### Exercise
Your answer should consist of every line in the records that holds "zipper".

Data for this task Start Marker

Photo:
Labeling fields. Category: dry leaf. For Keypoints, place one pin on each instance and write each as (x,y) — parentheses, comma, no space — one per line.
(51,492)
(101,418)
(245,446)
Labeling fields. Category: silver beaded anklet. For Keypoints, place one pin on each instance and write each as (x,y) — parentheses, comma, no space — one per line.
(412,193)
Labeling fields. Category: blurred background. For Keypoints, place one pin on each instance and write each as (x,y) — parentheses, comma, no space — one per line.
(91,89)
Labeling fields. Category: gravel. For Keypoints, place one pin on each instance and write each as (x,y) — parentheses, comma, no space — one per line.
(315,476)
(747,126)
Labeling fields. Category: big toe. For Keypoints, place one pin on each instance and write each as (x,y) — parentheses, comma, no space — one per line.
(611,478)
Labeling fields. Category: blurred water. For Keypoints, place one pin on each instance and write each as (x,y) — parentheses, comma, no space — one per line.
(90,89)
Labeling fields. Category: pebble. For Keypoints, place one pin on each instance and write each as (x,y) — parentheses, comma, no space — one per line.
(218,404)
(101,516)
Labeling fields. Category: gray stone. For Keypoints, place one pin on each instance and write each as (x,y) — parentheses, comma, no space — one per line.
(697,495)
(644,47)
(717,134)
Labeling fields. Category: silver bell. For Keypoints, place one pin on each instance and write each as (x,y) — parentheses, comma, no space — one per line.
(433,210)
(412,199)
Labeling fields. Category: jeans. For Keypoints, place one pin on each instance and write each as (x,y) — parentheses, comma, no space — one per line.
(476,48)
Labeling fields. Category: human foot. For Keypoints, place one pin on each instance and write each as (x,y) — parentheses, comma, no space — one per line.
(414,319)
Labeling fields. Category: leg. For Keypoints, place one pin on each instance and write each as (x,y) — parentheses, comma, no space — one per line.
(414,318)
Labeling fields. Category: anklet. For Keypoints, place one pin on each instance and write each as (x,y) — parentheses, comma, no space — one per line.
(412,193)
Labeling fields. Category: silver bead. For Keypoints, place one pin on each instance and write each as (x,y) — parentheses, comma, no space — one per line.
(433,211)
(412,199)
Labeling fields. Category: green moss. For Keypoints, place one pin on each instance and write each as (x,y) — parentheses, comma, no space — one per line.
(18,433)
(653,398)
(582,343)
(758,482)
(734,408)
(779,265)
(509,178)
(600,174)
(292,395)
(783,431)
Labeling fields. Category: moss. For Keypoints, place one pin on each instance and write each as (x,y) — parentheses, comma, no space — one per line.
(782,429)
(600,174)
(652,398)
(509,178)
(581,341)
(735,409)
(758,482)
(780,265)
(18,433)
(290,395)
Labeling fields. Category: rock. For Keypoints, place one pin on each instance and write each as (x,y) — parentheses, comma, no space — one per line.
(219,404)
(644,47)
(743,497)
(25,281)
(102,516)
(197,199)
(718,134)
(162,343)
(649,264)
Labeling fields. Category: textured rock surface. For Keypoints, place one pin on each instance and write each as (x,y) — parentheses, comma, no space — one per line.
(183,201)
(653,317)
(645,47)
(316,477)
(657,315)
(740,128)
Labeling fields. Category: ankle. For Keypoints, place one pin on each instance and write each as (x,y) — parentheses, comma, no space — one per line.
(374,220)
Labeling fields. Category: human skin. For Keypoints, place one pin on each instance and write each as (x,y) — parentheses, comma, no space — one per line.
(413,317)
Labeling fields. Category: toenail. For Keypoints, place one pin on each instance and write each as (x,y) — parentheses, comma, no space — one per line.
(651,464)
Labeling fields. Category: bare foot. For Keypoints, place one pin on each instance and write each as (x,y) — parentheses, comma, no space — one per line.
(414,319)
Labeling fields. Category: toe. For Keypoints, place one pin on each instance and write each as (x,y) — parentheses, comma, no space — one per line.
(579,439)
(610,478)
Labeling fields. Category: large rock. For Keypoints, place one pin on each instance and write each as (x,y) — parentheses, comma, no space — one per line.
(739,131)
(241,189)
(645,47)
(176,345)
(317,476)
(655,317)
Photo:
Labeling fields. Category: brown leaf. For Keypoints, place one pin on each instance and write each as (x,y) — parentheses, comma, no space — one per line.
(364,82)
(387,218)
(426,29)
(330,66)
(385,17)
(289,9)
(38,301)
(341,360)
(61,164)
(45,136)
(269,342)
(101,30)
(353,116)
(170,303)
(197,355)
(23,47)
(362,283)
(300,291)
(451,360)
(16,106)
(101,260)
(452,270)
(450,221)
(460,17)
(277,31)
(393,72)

Data for this task End Marker
Data for this task Start Marker

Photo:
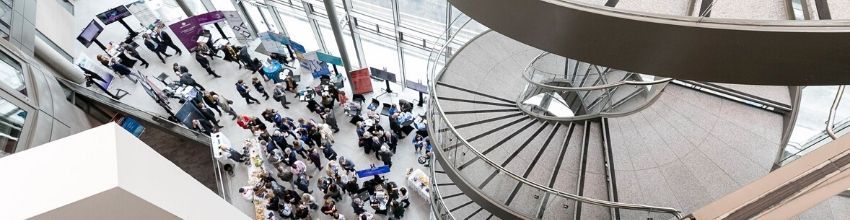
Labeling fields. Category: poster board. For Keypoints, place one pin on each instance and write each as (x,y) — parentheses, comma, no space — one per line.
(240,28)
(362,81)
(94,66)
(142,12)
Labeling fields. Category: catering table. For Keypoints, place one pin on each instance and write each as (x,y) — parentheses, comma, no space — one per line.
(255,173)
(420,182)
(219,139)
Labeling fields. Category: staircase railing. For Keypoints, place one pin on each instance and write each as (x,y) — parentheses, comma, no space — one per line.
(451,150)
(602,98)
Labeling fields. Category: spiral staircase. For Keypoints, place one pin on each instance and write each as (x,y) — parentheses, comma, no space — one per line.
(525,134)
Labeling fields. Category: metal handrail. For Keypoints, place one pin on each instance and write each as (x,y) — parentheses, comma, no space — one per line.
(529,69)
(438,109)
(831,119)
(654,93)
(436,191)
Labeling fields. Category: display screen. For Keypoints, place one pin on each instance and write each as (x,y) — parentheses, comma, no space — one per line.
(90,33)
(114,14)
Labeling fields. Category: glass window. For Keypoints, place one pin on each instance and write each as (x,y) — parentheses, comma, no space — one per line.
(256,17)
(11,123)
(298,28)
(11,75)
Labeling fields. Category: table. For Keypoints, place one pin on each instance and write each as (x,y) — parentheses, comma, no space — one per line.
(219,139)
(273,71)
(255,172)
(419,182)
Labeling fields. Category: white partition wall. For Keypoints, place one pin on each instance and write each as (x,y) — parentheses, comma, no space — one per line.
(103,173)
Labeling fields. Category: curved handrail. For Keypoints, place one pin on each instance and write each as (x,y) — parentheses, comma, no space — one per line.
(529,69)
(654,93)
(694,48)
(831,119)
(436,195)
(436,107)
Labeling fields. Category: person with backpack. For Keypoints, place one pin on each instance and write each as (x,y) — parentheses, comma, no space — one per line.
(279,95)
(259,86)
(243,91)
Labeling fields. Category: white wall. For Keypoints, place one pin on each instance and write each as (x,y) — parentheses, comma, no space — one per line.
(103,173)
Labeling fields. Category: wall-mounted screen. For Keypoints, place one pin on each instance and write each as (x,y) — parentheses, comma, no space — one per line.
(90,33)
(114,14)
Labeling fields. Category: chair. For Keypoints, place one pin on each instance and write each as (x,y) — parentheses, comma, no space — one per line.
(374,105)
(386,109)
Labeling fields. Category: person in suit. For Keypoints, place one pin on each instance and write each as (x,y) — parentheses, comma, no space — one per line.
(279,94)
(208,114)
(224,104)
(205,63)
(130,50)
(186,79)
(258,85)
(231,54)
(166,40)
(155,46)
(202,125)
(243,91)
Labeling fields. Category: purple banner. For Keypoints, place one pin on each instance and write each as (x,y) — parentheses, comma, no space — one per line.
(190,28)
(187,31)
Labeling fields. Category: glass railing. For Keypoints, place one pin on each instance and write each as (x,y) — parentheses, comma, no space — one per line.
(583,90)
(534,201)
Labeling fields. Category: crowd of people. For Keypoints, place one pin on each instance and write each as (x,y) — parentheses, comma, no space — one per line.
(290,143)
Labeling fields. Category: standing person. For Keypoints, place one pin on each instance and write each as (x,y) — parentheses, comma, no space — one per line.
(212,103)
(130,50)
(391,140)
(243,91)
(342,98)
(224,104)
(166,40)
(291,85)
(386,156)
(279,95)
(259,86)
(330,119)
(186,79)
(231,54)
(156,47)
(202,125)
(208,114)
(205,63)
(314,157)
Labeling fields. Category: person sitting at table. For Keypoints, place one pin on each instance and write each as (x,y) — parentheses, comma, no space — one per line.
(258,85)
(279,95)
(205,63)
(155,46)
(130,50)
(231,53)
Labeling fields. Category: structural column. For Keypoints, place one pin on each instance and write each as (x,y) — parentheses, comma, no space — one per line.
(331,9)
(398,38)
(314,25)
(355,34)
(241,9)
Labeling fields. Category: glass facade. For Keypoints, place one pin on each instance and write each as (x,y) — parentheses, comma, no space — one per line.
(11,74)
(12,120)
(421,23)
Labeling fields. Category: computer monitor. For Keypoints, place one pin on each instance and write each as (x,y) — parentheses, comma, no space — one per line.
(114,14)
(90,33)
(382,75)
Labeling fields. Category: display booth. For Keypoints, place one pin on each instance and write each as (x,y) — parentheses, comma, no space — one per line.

Data for this task End Marker
Data for this task Start Marker

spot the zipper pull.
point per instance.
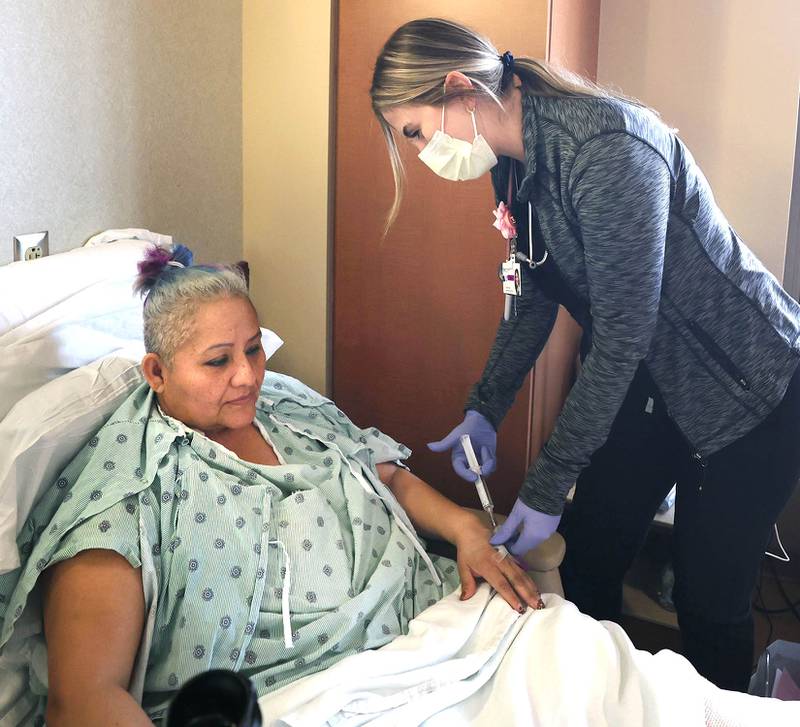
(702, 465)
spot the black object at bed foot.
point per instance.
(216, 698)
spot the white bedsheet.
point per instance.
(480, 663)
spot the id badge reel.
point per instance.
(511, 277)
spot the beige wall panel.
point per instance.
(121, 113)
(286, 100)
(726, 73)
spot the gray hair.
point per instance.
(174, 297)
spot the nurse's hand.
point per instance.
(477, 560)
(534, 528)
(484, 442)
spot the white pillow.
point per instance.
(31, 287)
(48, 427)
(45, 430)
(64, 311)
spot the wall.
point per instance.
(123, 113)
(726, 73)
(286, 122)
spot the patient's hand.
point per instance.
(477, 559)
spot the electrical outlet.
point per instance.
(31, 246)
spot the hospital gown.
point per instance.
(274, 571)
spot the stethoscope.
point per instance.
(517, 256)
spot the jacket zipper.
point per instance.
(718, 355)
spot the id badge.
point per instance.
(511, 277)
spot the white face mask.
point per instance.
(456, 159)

Data for this task End Marker

### Exercise response
spot the zipper pull.
spot the jacket zipper.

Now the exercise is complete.